Climate change is a particular concern for insurance companies with high asset intensities, which are subject to heavy physical climate value at risk.

September 19, 2023

Addressing Climate and Other Risks: The ESG and EVA Performance of Insurance Companies

Insurance companies base their business models around assuming and diversifying risk. They pool risk from individual payers and redistribute it across a larger portfolio. Most generate revenue by charging premiums in exchange for insurance coverage (risk underwriting), and reinvesting premiums into other interest-generating assets.

Among the risks affecting insurance companies are ESG-related risks. Climate change is a particular concern for insurance companies with high asset intensities, which are subject to heavy physical climate value at risk.

━━━━━━

Written problem A — Reproduce the text of the insurance passage between "Addressing Climate and" and "other interest-generating assets.", inclusive, word for word.
Written problem B — In the insurance passage, how do most insurance companies make their revenue?
The entries that come next have nothing to do with this.

━━━━━━

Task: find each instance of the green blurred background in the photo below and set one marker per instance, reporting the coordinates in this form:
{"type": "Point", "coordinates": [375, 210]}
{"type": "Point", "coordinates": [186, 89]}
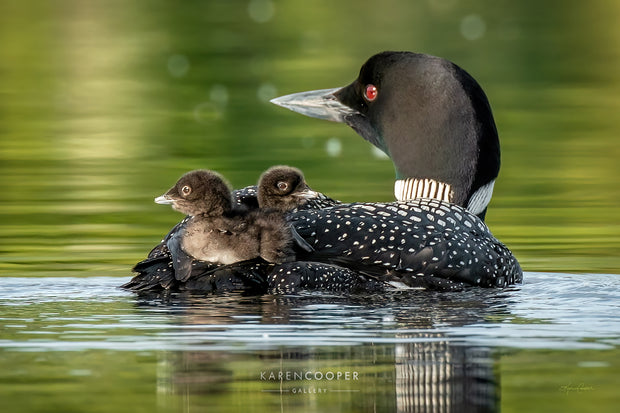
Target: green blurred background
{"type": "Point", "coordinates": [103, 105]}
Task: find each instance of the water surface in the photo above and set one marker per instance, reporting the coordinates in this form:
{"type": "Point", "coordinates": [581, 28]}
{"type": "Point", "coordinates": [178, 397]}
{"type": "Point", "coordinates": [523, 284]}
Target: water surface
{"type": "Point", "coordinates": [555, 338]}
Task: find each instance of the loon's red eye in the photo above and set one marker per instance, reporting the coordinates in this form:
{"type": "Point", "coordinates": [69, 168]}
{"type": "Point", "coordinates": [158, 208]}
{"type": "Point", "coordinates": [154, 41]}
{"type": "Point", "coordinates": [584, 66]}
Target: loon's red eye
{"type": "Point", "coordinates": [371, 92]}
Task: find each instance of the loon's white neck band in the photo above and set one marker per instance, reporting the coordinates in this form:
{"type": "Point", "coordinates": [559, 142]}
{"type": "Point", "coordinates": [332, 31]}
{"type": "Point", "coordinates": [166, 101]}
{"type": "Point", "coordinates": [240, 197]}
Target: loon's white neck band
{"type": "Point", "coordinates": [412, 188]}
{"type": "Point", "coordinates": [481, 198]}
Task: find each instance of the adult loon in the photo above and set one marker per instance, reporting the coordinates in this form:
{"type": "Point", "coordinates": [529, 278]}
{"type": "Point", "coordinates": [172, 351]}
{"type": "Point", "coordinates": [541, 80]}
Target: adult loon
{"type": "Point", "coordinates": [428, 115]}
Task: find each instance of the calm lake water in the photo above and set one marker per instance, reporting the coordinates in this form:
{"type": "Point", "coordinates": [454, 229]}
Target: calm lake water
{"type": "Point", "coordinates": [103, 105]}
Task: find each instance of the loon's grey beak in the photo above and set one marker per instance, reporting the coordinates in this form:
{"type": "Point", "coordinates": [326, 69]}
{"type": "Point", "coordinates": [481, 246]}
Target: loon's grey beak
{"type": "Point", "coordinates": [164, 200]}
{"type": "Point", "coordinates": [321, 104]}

━━━━━━

Final result A —
Addressing Climate and Other Risks: The ESG and EVA Performance of Insurance Companies

Insurance companies base their business models around assuming and diversifying risk. They pool risk from individual payers and redistribute it across a larger portfolio. Most generate revenue by charging premiums in exchange for insurance coverage (risk underwriting), and reinvesting premiums into other interest-generating assets.

Final result B — They charge premiums in exchange for insurance coverage and reinvest those premiums into other interest-generating assets.